> _Exercise details_
Restate the data below word for word. Skip any images it contains.

> _Provided information_
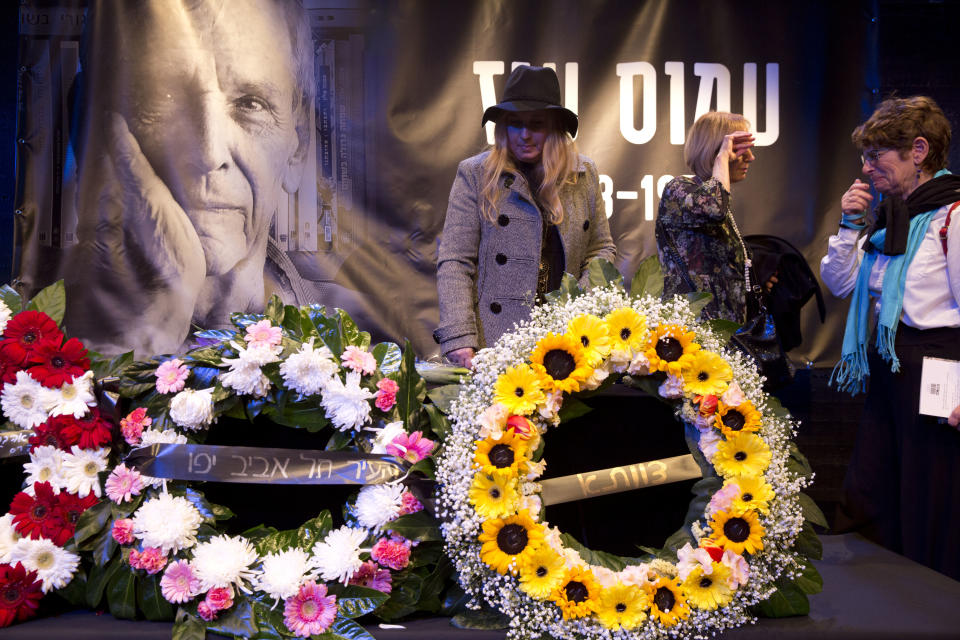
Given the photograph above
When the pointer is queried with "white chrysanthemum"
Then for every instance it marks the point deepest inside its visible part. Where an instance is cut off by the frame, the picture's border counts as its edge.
(347, 404)
(80, 468)
(5, 315)
(72, 398)
(192, 408)
(222, 561)
(378, 504)
(54, 565)
(8, 537)
(46, 465)
(168, 522)
(338, 556)
(155, 436)
(23, 402)
(309, 370)
(385, 435)
(282, 573)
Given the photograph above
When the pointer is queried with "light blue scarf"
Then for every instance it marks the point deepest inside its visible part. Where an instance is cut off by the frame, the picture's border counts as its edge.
(852, 370)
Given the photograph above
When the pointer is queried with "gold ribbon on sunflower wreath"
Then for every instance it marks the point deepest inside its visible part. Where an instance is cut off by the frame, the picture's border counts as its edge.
(748, 533)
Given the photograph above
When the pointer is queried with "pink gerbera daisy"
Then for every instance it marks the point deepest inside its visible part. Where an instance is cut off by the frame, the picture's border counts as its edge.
(358, 360)
(179, 584)
(123, 483)
(412, 448)
(311, 611)
(263, 334)
(171, 376)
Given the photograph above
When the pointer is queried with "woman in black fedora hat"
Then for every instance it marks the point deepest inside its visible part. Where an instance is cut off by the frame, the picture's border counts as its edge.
(520, 214)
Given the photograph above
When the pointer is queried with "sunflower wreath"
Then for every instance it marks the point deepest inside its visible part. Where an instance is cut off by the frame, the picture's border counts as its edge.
(158, 548)
(748, 538)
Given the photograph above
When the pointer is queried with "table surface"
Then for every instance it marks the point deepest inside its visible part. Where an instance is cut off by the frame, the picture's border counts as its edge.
(869, 593)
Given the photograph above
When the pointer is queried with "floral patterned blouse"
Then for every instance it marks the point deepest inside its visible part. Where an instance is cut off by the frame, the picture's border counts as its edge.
(694, 218)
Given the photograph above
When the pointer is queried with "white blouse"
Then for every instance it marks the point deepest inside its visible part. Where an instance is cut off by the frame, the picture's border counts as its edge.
(931, 297)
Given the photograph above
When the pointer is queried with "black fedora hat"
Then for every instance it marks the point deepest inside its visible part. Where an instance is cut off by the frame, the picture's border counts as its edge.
(532, 89)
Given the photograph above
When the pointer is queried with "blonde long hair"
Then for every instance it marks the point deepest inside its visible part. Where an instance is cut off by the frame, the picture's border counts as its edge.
(558, 165)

> _Task response_
Given the photograph above
When the pointer is queried with "white chrysanthemum"
Then for every instance it marks the point deepest inside its visible part. Where an instance is cut off by the frame, the picture's border counts as its edge.
(347, 404)
(80, 468)
(5, 315)
(72, 398)
(192, 408)
(222, 561)
(378, 504)
(54, 565)
(8, 537)
(46, 465)
(168, 522)
(338, 556)
(155, 436)
(23, 402)
(309, 370)
(385, 435)
(282, 573)
Given the photograph above
When the pointer is queried with "light blue scarf"
Then for every instance it marks the point deepest inside its visible part. Where an instance is cut off by the frame, the picture's border counts as its edge.
(852, 370)
Given the photograph above
When the pointer is queried with "gold ribbon on sunflower wreath"
Then for every instance it marks the point deepest inside its visible part. Where an instance is cut off by the frame, the picture's border counts as its edge.
(748, 533)
Given the photograph above
When the pointer is queried with "pink gerbera daisy"
Then for every instance it marks the point deepest inside its visible part. Where an instance is cut off by the frame, the picture's border counts as its edge.
(358, 360)
(179, 584)
(123, 483)
(412, 448)
(311, 611)
(263, 334)
(171, 376)
Given the photograph above
When the pointer is queried with "woman in black fedora hat"
Then for every instance it marks the point deepest inside its visible part. Where an instance is cut off by the frame, the picture's border counts as its edge.
(520, 214)
Given the photograph above
When the pointer is queried with "sunflower wreath"
Then for every instance it marks the point deepest inside its visible part. Where an instance is cut off by the frame, the picture's border counts as its edge.
(158, 548)
(748, 538)
Given the photograph above
When the pointer is queried with "table surface"
Then for every instance it marks the point deepest inside its visible part. Where an instance is cut off by the frame, the picture's border counts as its edge.
(869, 593)
Given the photograph above
When the pointer is queried with "floral patterned blouse"
Then for every instance it marks the point deepest inside its visible part. Where an instance is cut off by the frame, the picture's border counts as its edge.
(694, 218)
Given the photograph above
When the pointer is queried with "white blouse"
Then for every instance it marks the point deepest inside its visible part. Where an instance is cut off by the frame, the picture's border counts as its edge.
(931, 297)
Given the photograph above
When the pointer is queried with "black fedora hat"
Then for every instance it marks the point deepest inside its visible part. Where an instance is cut off by the frame, the picture's border counts as its edge.
(532, 89)
Given the photograph above
When the pointer is queried with "blonde long hair"
Then for every instance it marks the point deepest inside its visible part. Where an instance is cut off by the frame, the picture's border counts as its edge.
(558, 165)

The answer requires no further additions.